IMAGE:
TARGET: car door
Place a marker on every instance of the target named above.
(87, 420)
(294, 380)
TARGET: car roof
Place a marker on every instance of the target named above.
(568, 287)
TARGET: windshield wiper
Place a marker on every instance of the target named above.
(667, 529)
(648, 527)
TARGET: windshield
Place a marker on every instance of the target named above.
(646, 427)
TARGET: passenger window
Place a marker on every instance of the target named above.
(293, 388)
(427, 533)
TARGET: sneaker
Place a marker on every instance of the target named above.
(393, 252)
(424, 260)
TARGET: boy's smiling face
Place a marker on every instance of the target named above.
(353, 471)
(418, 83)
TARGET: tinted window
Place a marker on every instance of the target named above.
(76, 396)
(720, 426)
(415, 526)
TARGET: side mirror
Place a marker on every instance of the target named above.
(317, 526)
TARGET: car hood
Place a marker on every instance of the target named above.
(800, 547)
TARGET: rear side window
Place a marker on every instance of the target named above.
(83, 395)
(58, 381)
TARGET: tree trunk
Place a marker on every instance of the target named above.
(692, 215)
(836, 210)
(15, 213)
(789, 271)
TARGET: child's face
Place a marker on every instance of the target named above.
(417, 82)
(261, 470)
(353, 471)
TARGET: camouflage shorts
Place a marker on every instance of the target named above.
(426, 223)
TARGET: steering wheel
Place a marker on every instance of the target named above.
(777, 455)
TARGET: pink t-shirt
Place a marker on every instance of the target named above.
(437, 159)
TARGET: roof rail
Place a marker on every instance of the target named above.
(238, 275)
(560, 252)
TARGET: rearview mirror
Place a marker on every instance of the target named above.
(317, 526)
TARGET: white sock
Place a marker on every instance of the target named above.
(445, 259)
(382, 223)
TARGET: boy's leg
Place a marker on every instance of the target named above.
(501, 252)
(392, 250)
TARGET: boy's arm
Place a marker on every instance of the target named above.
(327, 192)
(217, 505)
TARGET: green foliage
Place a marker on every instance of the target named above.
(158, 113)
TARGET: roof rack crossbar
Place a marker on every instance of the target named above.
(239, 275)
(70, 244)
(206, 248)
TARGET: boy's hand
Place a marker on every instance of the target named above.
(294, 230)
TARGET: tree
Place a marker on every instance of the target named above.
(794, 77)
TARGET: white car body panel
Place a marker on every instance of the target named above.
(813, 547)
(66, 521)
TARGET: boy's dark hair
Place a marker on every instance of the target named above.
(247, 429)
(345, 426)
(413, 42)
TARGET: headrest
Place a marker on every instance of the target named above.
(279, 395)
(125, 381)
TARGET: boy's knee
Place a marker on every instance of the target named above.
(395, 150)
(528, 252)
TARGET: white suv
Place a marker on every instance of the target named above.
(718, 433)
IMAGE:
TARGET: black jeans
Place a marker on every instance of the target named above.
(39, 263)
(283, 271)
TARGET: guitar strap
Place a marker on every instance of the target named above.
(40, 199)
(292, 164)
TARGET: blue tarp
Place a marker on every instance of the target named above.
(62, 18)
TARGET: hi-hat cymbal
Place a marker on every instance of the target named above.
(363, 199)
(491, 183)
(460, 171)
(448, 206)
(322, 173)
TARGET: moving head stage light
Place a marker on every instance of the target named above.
━━━━
### 求められること
上に示した行をすべて、一字一句変えずにそのまま返してください。

### 課題の回答
IMAGE:
TARGET: car door
Place a marker on every instance of the target named above.
(87, 420)
(294, 380)
TARGET: car roof
Place a marker on every instance of the target named above.
(568, 287)
TARGET: windshield wiper
Place a marker on every instance of the target named above.
(667, 529)
(648, 527)
TARGET: windshield
Place a marker on every instance of the target named above.
(646, 427)
TARGET: passenger window
Place a marker on every instance of the target named above.
(293, 388)
(427, 533)
TARGET: sneaker
Place a marker on every instance of the target named above.
(393, 252)
(424, 260)
TARGET: boy's smiling face
Place a marker on every instance of the target named above.
(353, 471)
(418, 83)
TARGET: tinted window
Place a marker on every instance of the target named above.
(76, 396)
(720, 426)
(415, 526)
TARGET: side mirror
Place a marker on every instance of the target named above.
(317, 526)
TARGET: car hood
Place a marker on every instance of the target named above.
(800, 547)
TARGET: rear side window
Place a marker on every instance of the target named above.
(83, 395)
(58, 381)
TARGET: tree trunk
Place a marker on every instance of the target named above.
(692, 215)
(836, 210)
(15, 213)
(789, 271)
TARGET: child's face
Place a marker on every instance of the target named above.
(417, 82)
(261, 470)
(353, 471)
TARGET: camouflage shorts
Place a marker on every instance of the target named above.
(426, 223)
TARGET: steering wheel
Place a marker on every instance of the target named above.
(777, 455)
TARGET: pink t-shirt
Place a marker on every instance of the target named above.
(437, 159)
TARGET: roof rail
Place a marker on every instance of the target named above.
(238, 275)
(560, 252)
TARGET: rearview mirror
Place a marker on every instance of the target named above.
(317, 526)
TARGET: white sock
Place a marker on every instance of the target named above.
(445, 259)
(382, 223)
TARGET: boy's leg
Place a marker on every instance of the target named above.
(501, 252)
(392, 250)
TARGET: boy's arm
Place a marker on every instance of the target named above.
(327, 192)
(217, 505)
TARGET: green foliage
Place a marker on every instance of the target named above.
(158, 113)
TARGET: roof rack crossbar
Place a marker on every instance of the target named above.
(239, 275)
(70, 244)
(206, 248)
TARGET: boy's hand
Place a marker on every instance of the target named above.
(294, 230)
TARGET: tree
Place a marker on every instance of the target named above.
(794, 77)
TARGET: white car body panel
Place a marker on every instance of the target named above.
(813, 547)
(66, 521)
TARGET: boy's dark hair
Place a marker on every instance of the target named above.
(247, 429)
(345, 426)
(413, 42)
TARGET: headrest
Place a marker on every instance of the target named above.
(279, 395)
(125, 381)
TARGET: boy's knee
Place a marker on every instance of the target named above.
(395, 150)
(528, 252)
TARGET: white suv
Place a marker on every instance of the target named above.
(718, 433)
IMAGE:
TARGET: black jeans
Place a marker on every instance of the target named above.
(39, 263)
(283, 271)
TARGET: guitar strap
Place a marker on every instance of the target named above.
(40, 199)
(292, 164)
TARGET: blue tarp
Place a marker on every instance of the target named above.
(62, 18)
TARGET: hi-hat cymbal
Place a marker on every instance of the target named above.
(363, 199)
(491, 183)
(460, 171)
(448, 206)
(322, 173)
TARGET: moving head stage light
Place a marker on every instance of the target named above.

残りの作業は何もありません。